Aim of the exercise
Give the number of lines in the data below where the word "person" appears, and nothing besides.

================================

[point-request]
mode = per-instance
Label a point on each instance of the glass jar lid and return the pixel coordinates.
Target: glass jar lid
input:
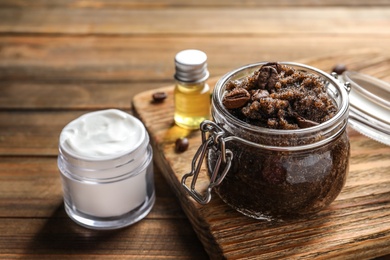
(369, 100)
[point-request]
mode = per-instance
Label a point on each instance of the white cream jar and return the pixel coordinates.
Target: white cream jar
(105, 161)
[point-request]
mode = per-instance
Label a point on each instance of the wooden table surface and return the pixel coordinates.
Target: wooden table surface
(60, 59)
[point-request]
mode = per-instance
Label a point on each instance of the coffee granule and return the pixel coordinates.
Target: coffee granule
(279, 97)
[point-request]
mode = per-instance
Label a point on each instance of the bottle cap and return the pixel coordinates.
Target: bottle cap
(191, 66)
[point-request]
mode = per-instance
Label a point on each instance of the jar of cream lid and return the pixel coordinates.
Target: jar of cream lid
(105, 161)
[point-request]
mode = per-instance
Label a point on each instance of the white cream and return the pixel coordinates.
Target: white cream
(106, 167)
(101, 135)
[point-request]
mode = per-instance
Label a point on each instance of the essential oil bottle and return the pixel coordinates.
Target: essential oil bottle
(192, 93)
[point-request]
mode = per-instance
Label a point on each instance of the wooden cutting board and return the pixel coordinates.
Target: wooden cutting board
(355, 226)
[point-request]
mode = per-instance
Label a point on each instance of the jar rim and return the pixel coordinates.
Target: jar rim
(339, 116)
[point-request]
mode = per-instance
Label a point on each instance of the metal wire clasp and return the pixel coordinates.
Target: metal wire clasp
(214, 140)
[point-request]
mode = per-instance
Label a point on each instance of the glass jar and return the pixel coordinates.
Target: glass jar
(270, 173)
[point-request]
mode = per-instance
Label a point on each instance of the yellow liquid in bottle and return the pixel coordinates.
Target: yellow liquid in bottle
(192, 104)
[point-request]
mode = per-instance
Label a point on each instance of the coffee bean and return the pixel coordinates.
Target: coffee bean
(159, 97)
(181, 145)
(339, 69)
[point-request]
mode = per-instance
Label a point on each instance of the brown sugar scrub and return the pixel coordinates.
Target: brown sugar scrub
(284, 125)
(279, 97)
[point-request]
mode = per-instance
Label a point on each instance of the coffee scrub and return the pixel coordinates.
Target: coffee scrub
(277, 147)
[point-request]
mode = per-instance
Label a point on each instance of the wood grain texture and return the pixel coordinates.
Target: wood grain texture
(62, 58)
(123, 4)
(356, 225)
(265, 20)
(140, 61)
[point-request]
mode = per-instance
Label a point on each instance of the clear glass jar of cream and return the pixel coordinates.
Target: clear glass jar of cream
(273, 174)
(105, 162)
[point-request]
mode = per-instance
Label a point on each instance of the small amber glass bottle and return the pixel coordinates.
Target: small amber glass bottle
(192, 93)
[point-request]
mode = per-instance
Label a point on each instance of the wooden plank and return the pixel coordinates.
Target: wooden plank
(140, 59)
(75, 4)
(31, 188)
(72, 96)
(58, 237)
(189, 21)
(36, 132)
(356, 225)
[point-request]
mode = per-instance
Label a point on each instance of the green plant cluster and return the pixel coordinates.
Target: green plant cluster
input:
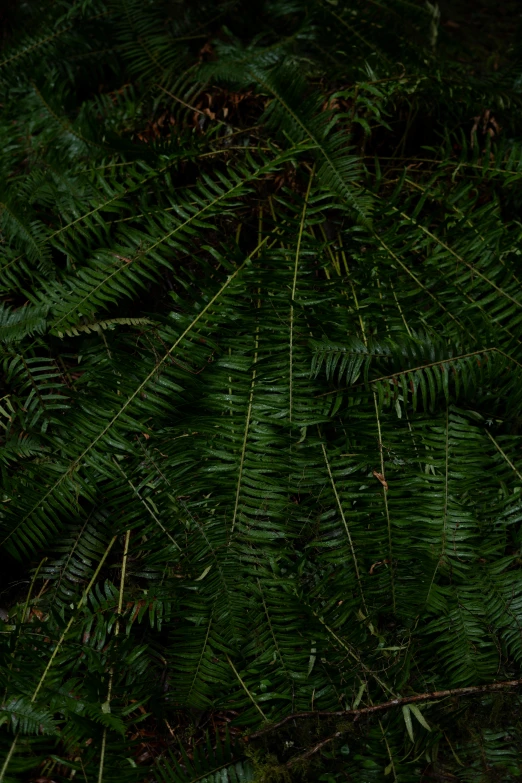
(260, 410)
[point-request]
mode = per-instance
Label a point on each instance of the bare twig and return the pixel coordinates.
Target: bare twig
(356, 714)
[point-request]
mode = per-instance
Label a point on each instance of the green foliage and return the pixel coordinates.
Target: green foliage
(260, 329)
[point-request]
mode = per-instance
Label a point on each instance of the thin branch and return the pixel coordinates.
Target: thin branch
(399, 702)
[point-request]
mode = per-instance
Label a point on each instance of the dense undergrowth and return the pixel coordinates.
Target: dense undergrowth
(261, 333)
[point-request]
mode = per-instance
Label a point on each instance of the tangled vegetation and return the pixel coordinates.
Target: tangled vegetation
(261, 332)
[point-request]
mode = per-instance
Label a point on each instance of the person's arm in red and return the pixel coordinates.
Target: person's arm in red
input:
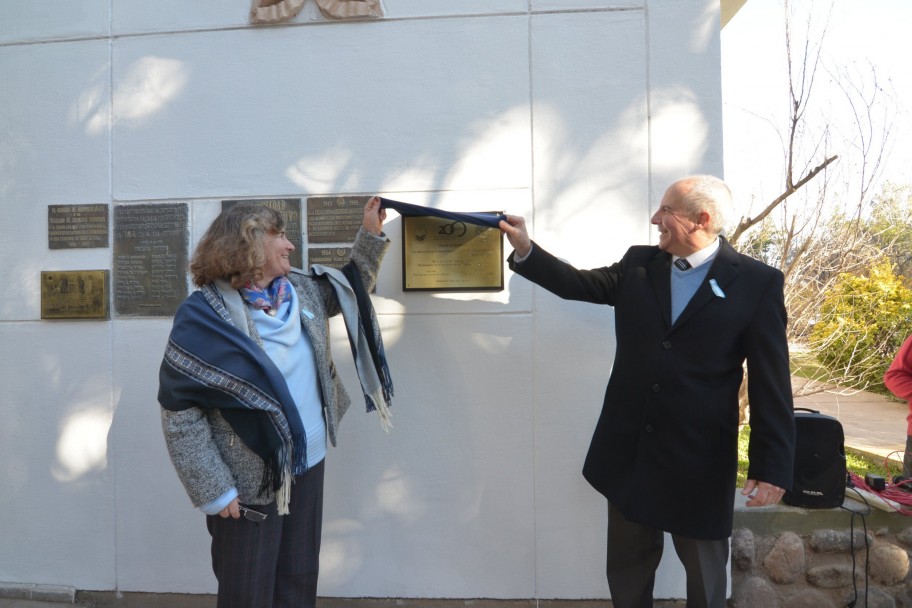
(898, 378)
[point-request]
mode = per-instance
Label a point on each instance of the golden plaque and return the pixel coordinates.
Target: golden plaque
(74, 294)
(446, 255)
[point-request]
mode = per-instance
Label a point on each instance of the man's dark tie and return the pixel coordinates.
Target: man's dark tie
(682, 264)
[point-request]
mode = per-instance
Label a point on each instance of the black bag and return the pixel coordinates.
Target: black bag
(820, 472)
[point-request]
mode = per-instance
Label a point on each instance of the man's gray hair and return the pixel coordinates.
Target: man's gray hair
(711, 194)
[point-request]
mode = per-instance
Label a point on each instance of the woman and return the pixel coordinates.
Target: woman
(249, 393)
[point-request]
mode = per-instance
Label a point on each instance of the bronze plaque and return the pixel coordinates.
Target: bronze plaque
(290, 208)
(74, 294)
(334, 257)
(334, 219)
(77, 226)
(150, 258)
(446, 255)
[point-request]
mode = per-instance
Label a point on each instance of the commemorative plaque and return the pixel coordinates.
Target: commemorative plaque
(290, 208)
(150, 258)
(77, 226)
(334, 257)
(446, 255)
(74, 294)
(334, 219)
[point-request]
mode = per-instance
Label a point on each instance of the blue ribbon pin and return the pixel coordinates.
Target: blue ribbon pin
(716, 289)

================================

Response area
2